All of the data beneath this instruction is to be transcribed word for word.

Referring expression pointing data
◆ ◆ ◆ ◆ ◆ ◆ ◆

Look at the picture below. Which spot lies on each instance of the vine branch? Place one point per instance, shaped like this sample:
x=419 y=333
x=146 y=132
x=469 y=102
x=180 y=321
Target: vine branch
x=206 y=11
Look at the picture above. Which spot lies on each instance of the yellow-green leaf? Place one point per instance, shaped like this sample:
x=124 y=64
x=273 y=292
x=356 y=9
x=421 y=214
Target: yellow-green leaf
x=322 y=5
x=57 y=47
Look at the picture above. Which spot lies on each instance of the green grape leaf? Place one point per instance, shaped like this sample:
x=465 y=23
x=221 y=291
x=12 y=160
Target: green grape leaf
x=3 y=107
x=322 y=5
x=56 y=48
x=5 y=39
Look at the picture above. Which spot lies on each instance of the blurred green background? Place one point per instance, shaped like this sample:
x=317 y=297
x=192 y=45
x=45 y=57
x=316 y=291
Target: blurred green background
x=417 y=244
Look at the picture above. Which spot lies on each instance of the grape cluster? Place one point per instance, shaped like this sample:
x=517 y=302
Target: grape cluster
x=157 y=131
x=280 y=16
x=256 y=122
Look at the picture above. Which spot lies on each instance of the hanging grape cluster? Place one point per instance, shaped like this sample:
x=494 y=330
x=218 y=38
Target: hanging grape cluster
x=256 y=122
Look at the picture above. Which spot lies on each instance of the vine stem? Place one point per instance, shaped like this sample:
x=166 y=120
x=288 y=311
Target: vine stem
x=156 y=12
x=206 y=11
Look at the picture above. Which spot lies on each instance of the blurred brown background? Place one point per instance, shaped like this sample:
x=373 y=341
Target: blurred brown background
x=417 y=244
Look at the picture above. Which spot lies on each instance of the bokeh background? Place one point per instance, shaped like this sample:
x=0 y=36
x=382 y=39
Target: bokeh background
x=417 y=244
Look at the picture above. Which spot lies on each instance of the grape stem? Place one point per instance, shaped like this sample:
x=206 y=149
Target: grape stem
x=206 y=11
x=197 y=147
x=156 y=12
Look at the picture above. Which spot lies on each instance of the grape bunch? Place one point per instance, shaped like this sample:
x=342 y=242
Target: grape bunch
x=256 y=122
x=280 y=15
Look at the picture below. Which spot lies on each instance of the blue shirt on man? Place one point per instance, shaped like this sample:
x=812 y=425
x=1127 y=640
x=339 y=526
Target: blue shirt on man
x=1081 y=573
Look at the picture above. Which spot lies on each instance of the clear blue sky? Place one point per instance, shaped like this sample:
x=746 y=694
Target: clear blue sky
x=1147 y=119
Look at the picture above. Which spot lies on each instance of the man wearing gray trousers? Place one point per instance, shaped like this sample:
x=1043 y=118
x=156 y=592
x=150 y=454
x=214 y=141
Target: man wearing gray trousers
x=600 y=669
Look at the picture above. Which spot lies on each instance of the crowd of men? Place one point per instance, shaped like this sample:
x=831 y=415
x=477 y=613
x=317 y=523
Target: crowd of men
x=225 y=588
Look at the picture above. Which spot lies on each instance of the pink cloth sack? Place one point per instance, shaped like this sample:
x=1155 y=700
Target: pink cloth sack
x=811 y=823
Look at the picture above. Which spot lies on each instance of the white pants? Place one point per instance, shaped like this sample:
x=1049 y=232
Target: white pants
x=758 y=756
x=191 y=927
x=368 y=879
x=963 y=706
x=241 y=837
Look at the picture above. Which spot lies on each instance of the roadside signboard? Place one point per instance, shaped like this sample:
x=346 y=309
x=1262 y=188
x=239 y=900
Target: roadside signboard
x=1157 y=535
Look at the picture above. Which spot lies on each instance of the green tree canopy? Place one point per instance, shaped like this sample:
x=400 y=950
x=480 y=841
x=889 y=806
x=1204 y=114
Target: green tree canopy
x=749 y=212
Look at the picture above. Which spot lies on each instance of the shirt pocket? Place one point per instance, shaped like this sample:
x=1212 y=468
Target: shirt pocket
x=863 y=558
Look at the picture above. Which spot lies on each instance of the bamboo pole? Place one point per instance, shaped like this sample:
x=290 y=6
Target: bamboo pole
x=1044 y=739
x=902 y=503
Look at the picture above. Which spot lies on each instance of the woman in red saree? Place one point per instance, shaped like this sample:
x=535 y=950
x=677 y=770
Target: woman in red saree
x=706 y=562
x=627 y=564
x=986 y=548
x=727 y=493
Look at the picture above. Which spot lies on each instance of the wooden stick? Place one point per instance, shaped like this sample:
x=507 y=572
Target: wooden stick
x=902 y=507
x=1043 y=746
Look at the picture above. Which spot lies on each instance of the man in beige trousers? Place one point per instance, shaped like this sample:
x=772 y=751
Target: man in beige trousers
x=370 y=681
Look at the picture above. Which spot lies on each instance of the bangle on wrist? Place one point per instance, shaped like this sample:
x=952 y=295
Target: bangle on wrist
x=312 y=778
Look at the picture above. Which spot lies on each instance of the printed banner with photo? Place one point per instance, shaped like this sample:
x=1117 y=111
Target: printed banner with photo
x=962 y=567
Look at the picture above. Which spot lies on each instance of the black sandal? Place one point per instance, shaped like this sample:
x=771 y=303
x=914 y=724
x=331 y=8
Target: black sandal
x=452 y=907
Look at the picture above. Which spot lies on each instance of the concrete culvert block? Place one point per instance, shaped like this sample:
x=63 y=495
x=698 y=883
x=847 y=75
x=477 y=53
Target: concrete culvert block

◆ ◆ ◆ ◆ ◆ ◆ ◆

(The answer):
Look at the picture below. Which spot lies on each instance of the vine branch? Place one point per instance, shaped like this sample:
x=419 y=333
x=146 y=132
x=469 y=102
x=180 y=321
Target: vine branch
x=206 y=11
Look at the picture above. Which spot lies on each instance of the yellow-green leaf? Place one point per instance, shaped like this sample:
x=124 y=64
x=273 y=292
x=356 y=9
x=421 y=214
Target: yellow-green leaf
x=322 y=5
x=57 y=47
Look at the picture above. Which spot lies on each instance of the green grape leaf? Place one point per instance, shaped like this sample:
x=465 y=23
x=221 y=291
x=12 y=160
Target: green grape leaf
x=3 y=107
x=322 y=5
x=56 y=48
x=5 y=39
Look at the picture above. Which spot lies on each instance of the blurred green background? Place one point per instance, shaped like this sample:
x=317 y=297
x=192 y=45
x=45 y=57
x=316 y=291
Target: blurred green background
x=417 y=244
Look at the picture above. Which spot lies on each instance of the grape cluster? Place one point per instance, shaped like this sample:
x=517 y=302
Target: grape cluster
x=157 y=131
x=280 y=16
x=256 y=122
Look at the picture above. Which spot lies on each instance of the hanging grape cluster? Place one point per instance, shaped like this sample:
x=494 y=330
x=218 y=38
Target: hanging grape cluster
x=256 y=122
Look at the picture above. Which spot lies on each instance of the vine stem? Place one point per instance, shaped like this sample:
x=166 y=120
x=288 y=311
Target: vine stem
x=156 y=12
x=206 y=11
Look at the picture above. Which spot lies on each instance of the blurred brown background? Place one point per instance, shaped like this sample:
x=373 y=341
Target: blurred brown background
x=417 y=244
Look at the picture above. Which spot lies on each instance of the bokeh background? Place one point per instance, shaped like this sample:
x=0 y=36
x=382 y=39
Target: bokeh background
x=417 y=244
Look at the picture above. Which spot lies on each instance of the grape stem? Place one point per instance, shaped like this sample:
x=206 y=149
Target: grape stem
x=206 y=11
x=197 y=147
x=156 y=12
Look at the picture above. Which spot lies on each instance of the grape bunch? Place one point per instance, shaped like this sample:
x=342 y=242
Target: grape bunch
x=256 y=122
x=280 y=15
Look at the picture below. Which spot lies on each instance of the blue shirt on man? Place one point per instance, shaped like this sample:
x=812 y=425
x=1127 y=640
x=339 y=526
Target: blue shirt on man
x=1081 y=573
Look at the picture above. Which spot lies on each instance of the clear blue sky? Place one point per instance, shaped like this sample:
x=746 y=694
Target: clear blue sky
x=1147 y=119
Look at the picture above. Which spot lies on each instance of the man wearing gray trousers? Place one point per instance, shaped like this sample:
x=1043 y=118
x=156 y=592
x=150 y=454
x=214 y=141
Target: man wearing gray trousers
x=600 y=669
Look at the picture above. Which spot lies on each instance of the crowd of men? Place one point per instance, shaped like this sample:
x=831 y=415
x=477 y=613
x=317 y=523
Target: crowd of men
x=225 y=588
Look at the picture above. Which spot lies on each instance of the pink cloth sack? Place one point per instance, shaped like this sample:
x=1155 y=700
Target: pink cloth sack
x=811 y=823
Look at the picture above. Which spot lies on each instance of the white pants? Place one point per instance, shaped like this sample:
x=1049 y=232
Target: white pants
x=758 y=756
x=191 y=927
x=368 y=879
x=963 y=706
x=241 y=837
Look at the picture above. Which spot lies on each instance of the roadside signboard? Place one point per instance, shaped like this sample:
x=346 y=309
x=1262 y=188
x=239 y=900
Target: roadside signboard
x=1157 y=535
Look at the picture above. Which spot lies on each instance of the green tree canopy? Place one point per instance, shaped like this sample:
x=400 y=950
x=480 y=841
x=889 y=806
x=1204 y=114
Target: green tree canopy
x=749 y=212
Look at the picture above. Which spot lies on each instance of the shirt pocket? Place one point per instance, shaped like this sample:
x=1212 y=468
Target: shirt pocket
x=863 y=558
Look at the picture above. Which spot lies on each instance of the bamboo pole? Place one point per instance, shaped like this sample:
x=290 y=6
Target: bamboo pole
x=1044 y=739
x=902 y=503
Look at the picture above. Which spot lies on each instance of the woman in red saree? Place one point per instance, shaped like this sample:
x=535 y=950
x=677 y=770
Target: woman in red saree
x=706 y=562
x=627 y=564
x=986 y=548
x=727 y=493
Look at the picture above. Which spot lies on each instance of the wooden stick? Place one point per instance, shaped like this sample:
x=507 y=572
Target: wooden stick
x=902 y=507
x=1043 y=746
Look at the picture above. Which spot lies on each instance of the man in beige trousers? Place one point per instance, shaped like this sample:
x=772 y=751
Target: man in beige trousers
x=370 y=681
Look at the picture above. Which spot lies on each instance of the bangle on wrist? Place one point per instance, shaped like this sample:
x=952 y=295
Target: bangle on wrist
x=312 y=778
Look at the picture above. Which spot lies on each instance of the printed banner with photo? Place one point per instance, shaped like this sample:
x=1117 y=111
Target: printed banner with photo
x=962 y=567
Look at the picture above. Which spot lies on each instance of the black sandal? Place one point per instance, shaped like this sample:
x=771 y=303
x=914 y=724
x=331 y=8
Target: black sandal
x=452 y=907
Look at the picture above. Which spot lies on each instance of the concrete culvert block? Place one point per instance, shaped like this sample:
x=63 y=495
x=698 y=883
x=847 y=75
x=477 y=53
Target: concrete culvert block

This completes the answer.